▶ [Source extract]:
EnCana has a very strong balance sheet, with 88 percent of EnCana’s outstanding debt comprised of long-term, fixed-rate debt with an average remaining term of more than 13 years. Upcoming debt maturities in 2009 are $250 million and in 2010 are $200 million. At June 30, 2009, EnCana had $3.4 billion in unused committed credit facilities. EnCana manages its financial strategy to achieve a strong investment grade credit rating. EnCana targets a debt to capitalization ratio of less than 40 percent and a debt to adjusted EBITDA ratio of less than 2.0 times. At June 30, 2009, the company’s debt to capitalization ratio was 27 percent and debt to adjusted EBITDA, on a trailing 12-month basis, was 0.7 times.

On May 4, 2009, EnCana completed a public offering in the United States of $500 million notes with an interest rate of 6.50 percent due on May 15, 2019. The net proceeds of the offering were used to repay a portion of EnCana's existing bank and commercial paper indebtedness. The offering was made in the United States under EnCana's previously filed shelf prospectus dated March 11, 2008 and a prospectus supplement dated April 29, 2009.

In the quarter, EnCana invested $1.1 billion in capital on continued development of the company’s long-term production and refining assets – including the coker and refinery expansion (CORE) project at the Wood River refinery in Illinois, expansion of upstream oil projects in northeast Alberta, development of the Deep Panuke natural gas project offshore Nova Scotia, and other long-term upstream projects with substantial future growth potential.

 

CONFERENCE CALL TODAY

11 a.m. Mountain Time (1 p.m. Eastern Time)

▶ [Objective 1]:
Copy the passage of the EnCana financial update from "In the quarter, EnCana" to "p.m. Eastern Time)".

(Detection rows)

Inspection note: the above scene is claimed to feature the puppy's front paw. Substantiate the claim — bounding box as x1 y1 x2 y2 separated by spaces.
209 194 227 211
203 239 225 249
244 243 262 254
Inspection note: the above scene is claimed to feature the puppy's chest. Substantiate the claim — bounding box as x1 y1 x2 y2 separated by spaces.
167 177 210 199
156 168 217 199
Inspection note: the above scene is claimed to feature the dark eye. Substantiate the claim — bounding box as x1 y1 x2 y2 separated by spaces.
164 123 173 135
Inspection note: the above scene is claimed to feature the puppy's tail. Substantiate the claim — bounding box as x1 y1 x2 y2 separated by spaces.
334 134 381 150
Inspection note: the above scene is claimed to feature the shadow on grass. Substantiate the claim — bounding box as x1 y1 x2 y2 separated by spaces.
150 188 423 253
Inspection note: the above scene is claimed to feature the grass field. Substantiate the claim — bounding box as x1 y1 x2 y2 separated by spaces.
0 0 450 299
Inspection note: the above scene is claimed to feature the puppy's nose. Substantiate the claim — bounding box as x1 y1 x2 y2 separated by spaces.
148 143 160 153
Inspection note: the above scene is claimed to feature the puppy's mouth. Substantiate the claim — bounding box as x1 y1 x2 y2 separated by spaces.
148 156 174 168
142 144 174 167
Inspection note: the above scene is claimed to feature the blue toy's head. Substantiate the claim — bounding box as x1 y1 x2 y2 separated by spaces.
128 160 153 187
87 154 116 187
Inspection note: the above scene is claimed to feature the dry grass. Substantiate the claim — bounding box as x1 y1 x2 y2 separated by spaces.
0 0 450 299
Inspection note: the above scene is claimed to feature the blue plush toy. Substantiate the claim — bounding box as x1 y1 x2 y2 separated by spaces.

▶ [Objective 2]:
Repeat the rows from the line with "the puppy's chest." to the line with "334 134 381 150".

▶ [Task response 1]:
In the quarter, EnCana invested $1.1 billion in capital on continued development of the company’s long-term production and refining assets – including the coker and refinery expansion (CORE) project at the Wood River refinery in Illinois, expansion of upstream oil projects in northeast Alberta, development of the Deep Panuke natural gas project offshore Nova Scotia, and other long-term upstream projects with substantial future growth potential.

 

CONFERENCE CALL TODAY

11 a.m. Mountain Time (1 p.m. Eastern Time)

▶ [Task response 2]:
Inspection note: the above scene is claimed to feature the puppy's chest. Substantiate the claim — bounding box as x1 y1 x2 y2 separated by spaces.
167 177 210 199
156 168 217 199
Inspection note: the above scene is claimed to feature the dark eye. Substantiate the claim — bounding box as x1 y1 x2 y2 separated by spaces.
164 123 173 135
Inspection note: the above scene is claimed to feature the puppy's tail. Substantiate the claim — bounding box as x1 y1 x2 y2 separated by spaces.
334 134 381 150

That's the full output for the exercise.